### Task details
Reproduce the closing run of lines below verbatim, from the line that contains "Put a dot on every instance of the street" up to and including the final line.

Items listed in a dataset:
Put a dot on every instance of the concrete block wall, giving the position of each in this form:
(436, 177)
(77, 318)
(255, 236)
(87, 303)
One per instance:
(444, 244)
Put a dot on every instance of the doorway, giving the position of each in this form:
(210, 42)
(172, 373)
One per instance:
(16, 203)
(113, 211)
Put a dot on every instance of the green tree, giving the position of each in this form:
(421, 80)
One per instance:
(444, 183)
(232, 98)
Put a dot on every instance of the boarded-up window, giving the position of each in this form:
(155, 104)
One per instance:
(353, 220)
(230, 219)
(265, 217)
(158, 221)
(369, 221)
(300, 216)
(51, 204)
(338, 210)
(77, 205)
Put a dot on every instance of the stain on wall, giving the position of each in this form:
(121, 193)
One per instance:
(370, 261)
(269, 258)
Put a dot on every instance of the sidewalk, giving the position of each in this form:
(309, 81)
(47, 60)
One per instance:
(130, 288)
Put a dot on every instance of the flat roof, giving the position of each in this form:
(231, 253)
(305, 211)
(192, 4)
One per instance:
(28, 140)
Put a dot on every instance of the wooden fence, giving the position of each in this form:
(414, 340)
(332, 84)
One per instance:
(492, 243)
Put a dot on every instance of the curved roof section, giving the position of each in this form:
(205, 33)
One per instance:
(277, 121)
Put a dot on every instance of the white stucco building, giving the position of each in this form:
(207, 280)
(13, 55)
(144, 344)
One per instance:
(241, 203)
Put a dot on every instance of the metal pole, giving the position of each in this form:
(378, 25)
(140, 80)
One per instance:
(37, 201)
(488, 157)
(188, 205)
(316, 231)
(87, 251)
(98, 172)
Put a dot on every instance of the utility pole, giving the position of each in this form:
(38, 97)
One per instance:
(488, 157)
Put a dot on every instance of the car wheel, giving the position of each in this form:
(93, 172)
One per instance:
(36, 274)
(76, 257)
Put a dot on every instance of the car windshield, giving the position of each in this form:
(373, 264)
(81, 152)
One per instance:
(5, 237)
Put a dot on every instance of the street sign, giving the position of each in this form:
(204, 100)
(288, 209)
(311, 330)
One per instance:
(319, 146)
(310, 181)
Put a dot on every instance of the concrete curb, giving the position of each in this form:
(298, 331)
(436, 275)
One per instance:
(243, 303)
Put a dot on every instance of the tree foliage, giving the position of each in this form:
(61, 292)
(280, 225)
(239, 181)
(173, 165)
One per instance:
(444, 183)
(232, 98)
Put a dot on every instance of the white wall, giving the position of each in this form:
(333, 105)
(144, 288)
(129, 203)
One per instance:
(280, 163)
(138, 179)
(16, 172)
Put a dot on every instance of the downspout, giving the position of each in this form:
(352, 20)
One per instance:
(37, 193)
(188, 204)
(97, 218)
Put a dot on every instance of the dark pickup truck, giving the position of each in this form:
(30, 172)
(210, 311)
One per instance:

### Completed exercise
Put a dot on every instance of the street sign, giving the position of each in this form:
(204, 100)
(288, 209)
(311, 330)
One per instance:
(319, 146)
(310, 181)
Put a dot on every instance of the concrete curb, giving the position of each in this form:
(298, 331)
(436, 275)
One per instance:
(243, 303)
Put a dot on every instance of the tree foliage, giving the position of each in this form:
(61, 292)
(280, 225)
(239, 181)
(173, 165)
One per instance:
(444, 183)
(232, 98)
Put a dot on every instance of the white wall, giving the position of each in this form:
(333, 105)
(144, 288)
(129, 203)
One per instance:
(280, 163)
(138, 179)
(16, 172)
Put a dot on every instance of the downspout, giving the position of each in this form:
(352, 20)
One per instance:
(37, 193)
(188, 204)
(97, 218)
Put a dot on every instance of the dark pickup truck, giving the position of each in this form:
(30, 172)
(210, 311)
One per instance:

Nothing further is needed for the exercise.